[Pointing dataset records]

════════

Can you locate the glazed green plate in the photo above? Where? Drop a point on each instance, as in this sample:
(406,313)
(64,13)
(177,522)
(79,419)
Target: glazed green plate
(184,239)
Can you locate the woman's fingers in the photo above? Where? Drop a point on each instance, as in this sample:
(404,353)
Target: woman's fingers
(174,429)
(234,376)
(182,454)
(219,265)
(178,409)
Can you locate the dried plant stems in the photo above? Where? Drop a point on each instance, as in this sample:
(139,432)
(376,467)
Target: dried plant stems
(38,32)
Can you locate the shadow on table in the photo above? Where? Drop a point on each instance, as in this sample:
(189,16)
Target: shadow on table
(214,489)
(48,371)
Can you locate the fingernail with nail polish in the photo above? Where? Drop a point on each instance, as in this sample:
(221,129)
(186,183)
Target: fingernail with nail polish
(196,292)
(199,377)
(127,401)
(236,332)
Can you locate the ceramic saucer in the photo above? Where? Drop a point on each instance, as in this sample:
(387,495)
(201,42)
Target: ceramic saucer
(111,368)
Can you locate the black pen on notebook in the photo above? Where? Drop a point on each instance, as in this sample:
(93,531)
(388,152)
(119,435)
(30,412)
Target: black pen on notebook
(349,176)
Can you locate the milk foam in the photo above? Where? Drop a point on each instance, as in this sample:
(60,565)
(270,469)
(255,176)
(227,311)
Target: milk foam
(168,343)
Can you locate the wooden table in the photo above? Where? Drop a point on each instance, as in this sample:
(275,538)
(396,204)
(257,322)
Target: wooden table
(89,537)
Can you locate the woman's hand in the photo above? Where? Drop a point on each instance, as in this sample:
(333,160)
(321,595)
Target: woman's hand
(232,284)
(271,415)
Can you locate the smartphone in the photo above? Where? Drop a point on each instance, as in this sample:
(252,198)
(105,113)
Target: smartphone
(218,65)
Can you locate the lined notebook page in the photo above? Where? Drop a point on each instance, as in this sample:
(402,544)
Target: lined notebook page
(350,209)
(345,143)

════════

== PROBLEM ==
Give the lines of the records as a numbered list, starting at the line that contains "Can you locate the lined" and ending with the last line of the records, with blank lines left out.

== RESPONSE TO THIS EXERCISE ==
1. Can you locate the lined notebook page in the photo above? Where? Drop a point on each instance, as in this sample:
2. (402,544)
3. Target: lined notebook page
4. (350,209)
5. (345,143)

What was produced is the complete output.